___ Exercise materials
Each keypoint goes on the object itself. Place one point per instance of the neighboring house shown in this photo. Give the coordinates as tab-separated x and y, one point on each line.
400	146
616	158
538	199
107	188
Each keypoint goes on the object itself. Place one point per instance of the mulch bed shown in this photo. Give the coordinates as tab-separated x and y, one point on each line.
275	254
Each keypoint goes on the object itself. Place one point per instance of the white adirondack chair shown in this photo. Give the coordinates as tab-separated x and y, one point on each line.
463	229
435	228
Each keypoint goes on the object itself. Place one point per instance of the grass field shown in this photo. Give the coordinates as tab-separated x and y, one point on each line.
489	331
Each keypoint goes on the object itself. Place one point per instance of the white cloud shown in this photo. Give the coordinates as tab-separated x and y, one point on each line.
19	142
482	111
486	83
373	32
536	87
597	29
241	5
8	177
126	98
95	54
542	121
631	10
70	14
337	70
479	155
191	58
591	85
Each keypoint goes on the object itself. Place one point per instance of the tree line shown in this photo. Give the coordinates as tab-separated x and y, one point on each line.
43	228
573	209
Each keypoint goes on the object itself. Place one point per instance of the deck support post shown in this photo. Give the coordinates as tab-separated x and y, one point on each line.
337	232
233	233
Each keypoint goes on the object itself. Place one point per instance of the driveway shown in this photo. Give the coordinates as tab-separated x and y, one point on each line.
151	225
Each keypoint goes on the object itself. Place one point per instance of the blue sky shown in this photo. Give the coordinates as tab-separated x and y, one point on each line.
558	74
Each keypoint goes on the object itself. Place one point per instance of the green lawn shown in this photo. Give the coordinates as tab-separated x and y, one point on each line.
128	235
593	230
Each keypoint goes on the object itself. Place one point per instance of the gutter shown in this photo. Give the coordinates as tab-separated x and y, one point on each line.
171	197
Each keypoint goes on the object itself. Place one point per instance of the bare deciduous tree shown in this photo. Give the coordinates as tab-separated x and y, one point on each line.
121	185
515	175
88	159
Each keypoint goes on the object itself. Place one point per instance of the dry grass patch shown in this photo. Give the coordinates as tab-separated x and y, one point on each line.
______
**Task to complete**
Return exactly the line that contains "of the bare" and every line after it, through the last line of the records.

**Answer box**
Each keypoint goes on the object itself. Place one point per instance of the bare deciduous tree shown in this photo. Give the coordinates as tab-separated x and y, one point on each line.
121	185
515	175
88	159
Each keypoint goes on the object itself. Place one point per instance of the dry grass patch shown in this photo. Give the coordinates as tab-separated x and y, one point on each line.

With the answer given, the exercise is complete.